** Begin **

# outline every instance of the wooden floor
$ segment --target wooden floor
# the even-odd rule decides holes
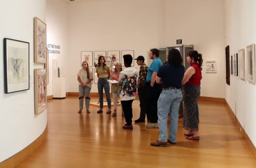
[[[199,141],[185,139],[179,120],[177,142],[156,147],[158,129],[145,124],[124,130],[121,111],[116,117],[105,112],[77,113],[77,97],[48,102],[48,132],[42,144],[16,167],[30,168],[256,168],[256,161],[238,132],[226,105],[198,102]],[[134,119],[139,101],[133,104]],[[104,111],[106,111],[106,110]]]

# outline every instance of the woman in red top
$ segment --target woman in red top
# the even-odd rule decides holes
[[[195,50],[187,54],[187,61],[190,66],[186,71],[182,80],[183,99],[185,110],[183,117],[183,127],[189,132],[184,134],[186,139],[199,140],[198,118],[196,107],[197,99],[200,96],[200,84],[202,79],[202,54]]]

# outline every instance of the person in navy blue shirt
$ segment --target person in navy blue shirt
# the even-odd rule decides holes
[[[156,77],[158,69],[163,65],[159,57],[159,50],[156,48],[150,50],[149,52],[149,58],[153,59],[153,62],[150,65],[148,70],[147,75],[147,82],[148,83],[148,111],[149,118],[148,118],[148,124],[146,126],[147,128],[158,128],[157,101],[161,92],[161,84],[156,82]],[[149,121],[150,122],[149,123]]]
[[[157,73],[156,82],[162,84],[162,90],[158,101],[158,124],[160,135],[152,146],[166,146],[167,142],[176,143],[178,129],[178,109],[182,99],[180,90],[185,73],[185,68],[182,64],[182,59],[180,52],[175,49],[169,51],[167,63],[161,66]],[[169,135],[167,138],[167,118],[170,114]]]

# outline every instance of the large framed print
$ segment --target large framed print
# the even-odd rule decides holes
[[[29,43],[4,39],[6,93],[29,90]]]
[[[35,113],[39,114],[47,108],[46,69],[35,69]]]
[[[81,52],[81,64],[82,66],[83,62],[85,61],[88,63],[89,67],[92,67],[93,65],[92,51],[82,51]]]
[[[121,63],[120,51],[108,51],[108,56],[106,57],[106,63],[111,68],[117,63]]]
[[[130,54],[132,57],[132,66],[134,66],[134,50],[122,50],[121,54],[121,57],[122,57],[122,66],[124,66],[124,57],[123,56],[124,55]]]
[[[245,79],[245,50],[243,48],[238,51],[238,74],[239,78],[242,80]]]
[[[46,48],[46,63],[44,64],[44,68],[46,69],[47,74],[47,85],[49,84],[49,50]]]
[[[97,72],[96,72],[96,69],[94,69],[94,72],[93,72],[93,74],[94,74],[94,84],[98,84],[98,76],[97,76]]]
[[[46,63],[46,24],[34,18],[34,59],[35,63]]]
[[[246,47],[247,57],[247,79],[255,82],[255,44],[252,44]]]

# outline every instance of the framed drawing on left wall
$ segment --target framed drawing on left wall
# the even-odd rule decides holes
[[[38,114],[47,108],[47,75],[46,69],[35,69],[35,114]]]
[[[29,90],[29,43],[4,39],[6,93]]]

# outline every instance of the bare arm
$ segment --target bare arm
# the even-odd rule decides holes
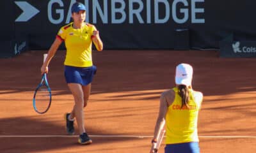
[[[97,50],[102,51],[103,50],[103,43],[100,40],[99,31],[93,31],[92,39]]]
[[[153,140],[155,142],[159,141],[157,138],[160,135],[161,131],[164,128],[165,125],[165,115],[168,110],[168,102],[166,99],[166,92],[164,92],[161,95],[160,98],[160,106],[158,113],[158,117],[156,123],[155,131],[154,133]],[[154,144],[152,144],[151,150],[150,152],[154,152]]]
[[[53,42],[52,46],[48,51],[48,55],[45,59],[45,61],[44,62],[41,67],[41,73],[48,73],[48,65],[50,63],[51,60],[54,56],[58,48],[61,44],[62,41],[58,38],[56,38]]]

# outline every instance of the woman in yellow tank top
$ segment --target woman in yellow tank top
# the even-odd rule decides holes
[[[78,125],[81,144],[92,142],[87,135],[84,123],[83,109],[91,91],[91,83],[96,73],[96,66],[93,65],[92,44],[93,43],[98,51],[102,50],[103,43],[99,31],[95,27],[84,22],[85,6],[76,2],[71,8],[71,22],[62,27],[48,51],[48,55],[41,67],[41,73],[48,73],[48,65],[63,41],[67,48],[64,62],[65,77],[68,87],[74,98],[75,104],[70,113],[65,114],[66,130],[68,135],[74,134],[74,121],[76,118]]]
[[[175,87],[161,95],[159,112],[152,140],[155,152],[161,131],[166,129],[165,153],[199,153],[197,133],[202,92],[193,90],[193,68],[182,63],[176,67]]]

** End **
** Begin **

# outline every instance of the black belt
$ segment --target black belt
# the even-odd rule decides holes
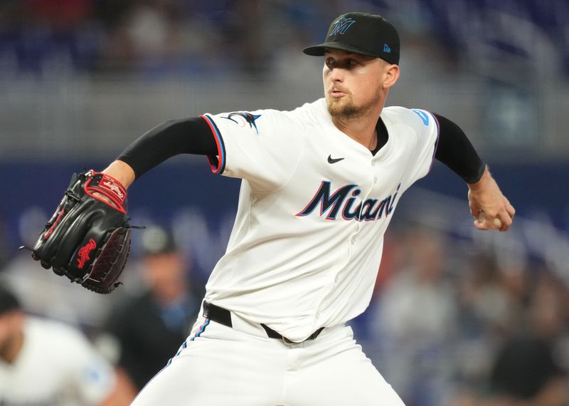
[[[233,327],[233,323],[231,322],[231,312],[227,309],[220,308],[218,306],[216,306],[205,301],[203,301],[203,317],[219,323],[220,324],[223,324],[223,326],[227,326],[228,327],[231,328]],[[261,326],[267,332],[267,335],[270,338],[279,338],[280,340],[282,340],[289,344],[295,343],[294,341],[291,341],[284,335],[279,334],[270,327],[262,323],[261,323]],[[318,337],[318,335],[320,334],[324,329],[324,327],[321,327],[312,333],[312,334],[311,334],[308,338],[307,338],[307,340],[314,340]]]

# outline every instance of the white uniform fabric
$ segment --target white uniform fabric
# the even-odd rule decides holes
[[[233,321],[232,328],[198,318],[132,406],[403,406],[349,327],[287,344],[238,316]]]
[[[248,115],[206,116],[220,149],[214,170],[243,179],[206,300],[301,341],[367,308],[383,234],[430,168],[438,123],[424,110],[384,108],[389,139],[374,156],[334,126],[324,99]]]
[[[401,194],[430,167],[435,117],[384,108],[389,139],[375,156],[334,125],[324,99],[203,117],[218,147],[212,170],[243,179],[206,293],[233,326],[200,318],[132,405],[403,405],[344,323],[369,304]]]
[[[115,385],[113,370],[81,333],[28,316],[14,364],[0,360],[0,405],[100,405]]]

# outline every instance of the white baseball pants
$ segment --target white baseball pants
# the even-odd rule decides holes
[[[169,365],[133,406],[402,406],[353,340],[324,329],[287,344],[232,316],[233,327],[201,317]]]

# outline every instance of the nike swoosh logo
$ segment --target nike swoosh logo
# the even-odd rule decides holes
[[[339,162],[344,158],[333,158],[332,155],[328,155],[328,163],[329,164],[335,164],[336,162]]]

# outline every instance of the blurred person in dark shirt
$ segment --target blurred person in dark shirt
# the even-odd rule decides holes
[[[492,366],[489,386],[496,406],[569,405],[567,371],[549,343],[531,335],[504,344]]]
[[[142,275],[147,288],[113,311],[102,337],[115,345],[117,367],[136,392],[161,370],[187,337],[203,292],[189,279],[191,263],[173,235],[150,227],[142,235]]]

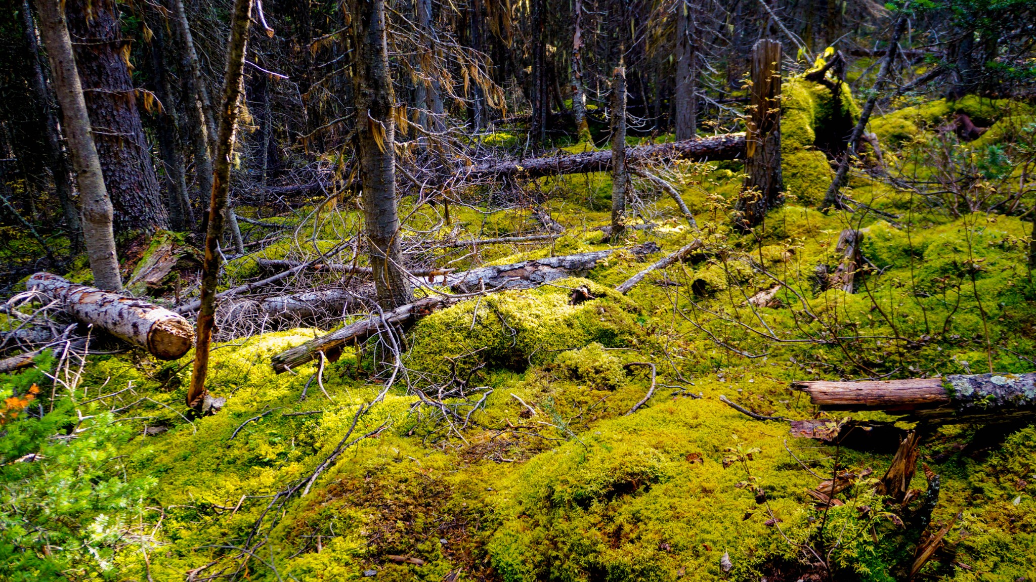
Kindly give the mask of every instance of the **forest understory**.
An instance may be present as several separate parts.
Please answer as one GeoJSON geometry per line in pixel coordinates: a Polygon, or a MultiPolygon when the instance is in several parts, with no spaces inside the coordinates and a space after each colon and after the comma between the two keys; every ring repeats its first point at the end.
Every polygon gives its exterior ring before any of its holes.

** End **

## Challenge
Quote the lines of the records from the line with "Kindly give the" to the line with "Every polygon gives", both included.

## Problem solution
Kindly give the mask of every instance of the **forest understory**.
An instance may be present as several separate parts.
Please answer as one GeoJSON geometry per line in pixel coordinates: a Polygon, or a MultiPolygon when the instance is in several parts, with no spaces inside the coordinates and a space after each colon and after the comma between the two keys; every ring repeats its first point at the end.
Every polygon gives its exterior ring before any of its holes.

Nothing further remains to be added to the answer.